[Contour labeling listing]
_____

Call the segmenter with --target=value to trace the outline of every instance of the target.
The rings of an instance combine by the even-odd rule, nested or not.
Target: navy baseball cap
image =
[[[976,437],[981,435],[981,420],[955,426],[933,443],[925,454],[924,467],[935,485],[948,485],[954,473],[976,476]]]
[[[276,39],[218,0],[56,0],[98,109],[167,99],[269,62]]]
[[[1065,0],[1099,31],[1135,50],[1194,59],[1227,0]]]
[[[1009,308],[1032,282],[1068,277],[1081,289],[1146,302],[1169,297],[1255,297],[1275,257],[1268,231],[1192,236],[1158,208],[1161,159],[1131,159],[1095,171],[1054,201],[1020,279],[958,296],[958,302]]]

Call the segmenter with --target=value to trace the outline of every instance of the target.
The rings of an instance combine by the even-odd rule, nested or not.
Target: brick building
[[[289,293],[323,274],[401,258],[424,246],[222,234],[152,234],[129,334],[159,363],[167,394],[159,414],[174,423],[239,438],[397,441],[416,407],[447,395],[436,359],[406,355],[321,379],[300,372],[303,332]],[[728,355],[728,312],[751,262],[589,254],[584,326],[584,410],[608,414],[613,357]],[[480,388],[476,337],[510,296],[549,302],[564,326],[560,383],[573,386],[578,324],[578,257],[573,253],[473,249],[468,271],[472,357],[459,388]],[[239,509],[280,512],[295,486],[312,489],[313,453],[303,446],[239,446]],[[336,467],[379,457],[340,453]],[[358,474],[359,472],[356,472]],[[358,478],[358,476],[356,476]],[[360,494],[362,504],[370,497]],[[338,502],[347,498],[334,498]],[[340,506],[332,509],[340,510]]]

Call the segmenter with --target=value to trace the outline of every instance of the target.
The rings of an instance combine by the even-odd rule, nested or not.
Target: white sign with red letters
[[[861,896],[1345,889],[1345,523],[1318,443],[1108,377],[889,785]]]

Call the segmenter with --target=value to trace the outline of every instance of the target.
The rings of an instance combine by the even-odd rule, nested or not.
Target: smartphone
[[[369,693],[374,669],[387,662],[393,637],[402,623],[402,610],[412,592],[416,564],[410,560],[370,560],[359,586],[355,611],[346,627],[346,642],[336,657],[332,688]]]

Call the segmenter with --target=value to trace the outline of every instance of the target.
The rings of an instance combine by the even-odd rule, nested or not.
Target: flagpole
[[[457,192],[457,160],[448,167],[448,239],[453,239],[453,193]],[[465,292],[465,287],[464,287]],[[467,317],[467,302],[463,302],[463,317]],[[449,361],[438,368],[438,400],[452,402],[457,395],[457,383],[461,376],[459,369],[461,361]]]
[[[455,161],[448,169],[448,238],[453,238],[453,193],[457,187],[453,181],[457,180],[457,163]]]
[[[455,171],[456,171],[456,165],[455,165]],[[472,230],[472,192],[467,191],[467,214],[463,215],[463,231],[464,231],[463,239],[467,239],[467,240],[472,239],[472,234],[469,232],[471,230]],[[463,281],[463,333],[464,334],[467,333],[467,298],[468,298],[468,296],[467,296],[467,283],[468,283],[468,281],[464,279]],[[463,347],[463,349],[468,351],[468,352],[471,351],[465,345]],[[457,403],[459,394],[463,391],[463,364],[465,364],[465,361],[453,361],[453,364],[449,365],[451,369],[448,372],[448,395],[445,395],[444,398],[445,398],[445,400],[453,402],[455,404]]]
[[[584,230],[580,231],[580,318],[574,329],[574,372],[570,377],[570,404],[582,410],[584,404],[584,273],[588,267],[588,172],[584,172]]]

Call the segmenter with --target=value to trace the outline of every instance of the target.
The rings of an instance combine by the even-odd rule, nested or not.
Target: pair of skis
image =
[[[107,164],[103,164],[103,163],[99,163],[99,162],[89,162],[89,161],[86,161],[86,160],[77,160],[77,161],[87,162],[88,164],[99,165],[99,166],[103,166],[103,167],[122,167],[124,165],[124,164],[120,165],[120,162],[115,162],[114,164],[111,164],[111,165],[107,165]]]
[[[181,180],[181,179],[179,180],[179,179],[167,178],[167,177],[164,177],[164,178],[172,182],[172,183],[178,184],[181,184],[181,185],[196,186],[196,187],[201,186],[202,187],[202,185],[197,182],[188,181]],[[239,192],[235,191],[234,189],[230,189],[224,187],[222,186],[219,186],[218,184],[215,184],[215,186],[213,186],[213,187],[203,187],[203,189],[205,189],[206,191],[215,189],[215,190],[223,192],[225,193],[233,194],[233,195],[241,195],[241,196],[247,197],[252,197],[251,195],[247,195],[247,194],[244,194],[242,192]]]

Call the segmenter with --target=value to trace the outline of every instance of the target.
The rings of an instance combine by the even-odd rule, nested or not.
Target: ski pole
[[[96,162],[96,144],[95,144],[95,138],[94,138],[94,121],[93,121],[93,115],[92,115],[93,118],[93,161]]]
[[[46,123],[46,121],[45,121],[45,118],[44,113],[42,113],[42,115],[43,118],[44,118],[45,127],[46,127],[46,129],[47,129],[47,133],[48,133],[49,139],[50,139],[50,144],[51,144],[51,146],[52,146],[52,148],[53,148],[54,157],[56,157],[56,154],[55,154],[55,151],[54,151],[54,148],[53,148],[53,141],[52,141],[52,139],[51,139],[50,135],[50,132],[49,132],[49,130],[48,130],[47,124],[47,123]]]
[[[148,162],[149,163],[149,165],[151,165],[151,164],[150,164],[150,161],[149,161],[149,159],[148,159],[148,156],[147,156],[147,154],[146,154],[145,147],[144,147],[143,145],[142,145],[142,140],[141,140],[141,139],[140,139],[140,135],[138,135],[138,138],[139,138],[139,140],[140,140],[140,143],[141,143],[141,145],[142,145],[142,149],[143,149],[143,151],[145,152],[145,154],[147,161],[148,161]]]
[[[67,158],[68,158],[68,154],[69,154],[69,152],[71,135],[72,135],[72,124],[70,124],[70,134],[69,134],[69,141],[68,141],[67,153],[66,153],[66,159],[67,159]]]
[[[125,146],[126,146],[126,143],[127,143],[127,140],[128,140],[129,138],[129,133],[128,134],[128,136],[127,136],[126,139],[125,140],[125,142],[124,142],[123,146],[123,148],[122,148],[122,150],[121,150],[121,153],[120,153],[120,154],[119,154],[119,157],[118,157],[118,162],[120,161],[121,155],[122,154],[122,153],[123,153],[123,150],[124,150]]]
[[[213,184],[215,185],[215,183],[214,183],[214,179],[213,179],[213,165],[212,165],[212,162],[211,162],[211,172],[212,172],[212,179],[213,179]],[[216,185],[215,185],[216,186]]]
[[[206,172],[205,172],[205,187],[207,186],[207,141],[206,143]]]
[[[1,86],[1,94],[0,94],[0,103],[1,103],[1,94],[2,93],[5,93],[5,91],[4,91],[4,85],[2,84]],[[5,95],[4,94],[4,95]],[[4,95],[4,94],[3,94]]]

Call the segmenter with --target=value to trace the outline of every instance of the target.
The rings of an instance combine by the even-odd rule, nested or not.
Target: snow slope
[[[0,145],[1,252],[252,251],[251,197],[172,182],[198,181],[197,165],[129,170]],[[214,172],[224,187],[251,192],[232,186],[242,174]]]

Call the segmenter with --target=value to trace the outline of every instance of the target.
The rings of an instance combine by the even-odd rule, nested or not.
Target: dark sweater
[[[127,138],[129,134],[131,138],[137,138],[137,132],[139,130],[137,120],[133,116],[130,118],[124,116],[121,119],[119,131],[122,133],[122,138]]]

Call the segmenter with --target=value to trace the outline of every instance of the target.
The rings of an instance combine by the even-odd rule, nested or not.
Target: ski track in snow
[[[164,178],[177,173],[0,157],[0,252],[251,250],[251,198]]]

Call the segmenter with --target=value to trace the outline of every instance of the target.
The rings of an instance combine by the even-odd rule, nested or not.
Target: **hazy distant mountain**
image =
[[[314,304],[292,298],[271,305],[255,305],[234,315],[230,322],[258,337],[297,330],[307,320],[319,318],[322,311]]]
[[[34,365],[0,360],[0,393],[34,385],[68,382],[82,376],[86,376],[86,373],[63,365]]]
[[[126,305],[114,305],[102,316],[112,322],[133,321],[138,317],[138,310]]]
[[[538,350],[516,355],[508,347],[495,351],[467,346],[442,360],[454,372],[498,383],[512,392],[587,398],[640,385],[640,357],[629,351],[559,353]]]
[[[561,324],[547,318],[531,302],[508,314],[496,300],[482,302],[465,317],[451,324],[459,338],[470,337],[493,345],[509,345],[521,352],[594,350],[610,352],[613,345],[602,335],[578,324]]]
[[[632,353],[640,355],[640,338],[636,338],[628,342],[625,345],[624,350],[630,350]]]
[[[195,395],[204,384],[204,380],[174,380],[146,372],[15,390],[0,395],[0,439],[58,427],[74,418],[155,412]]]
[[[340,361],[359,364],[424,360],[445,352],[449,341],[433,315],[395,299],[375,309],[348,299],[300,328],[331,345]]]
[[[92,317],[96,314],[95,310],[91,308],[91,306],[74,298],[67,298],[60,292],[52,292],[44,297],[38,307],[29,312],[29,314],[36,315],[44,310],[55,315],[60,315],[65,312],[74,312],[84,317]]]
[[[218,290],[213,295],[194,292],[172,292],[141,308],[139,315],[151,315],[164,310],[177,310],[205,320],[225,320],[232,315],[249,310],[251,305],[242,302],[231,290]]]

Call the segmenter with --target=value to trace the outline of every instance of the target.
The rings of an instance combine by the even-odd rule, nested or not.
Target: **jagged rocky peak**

_____

■ WHAT TO PRODUCE ■
Which lines of the listing contain the word "snow"? Copy each of them.

■ SOLUTION TO THIS PROBLEM ■
Target: snow slope
Target: ski track in snow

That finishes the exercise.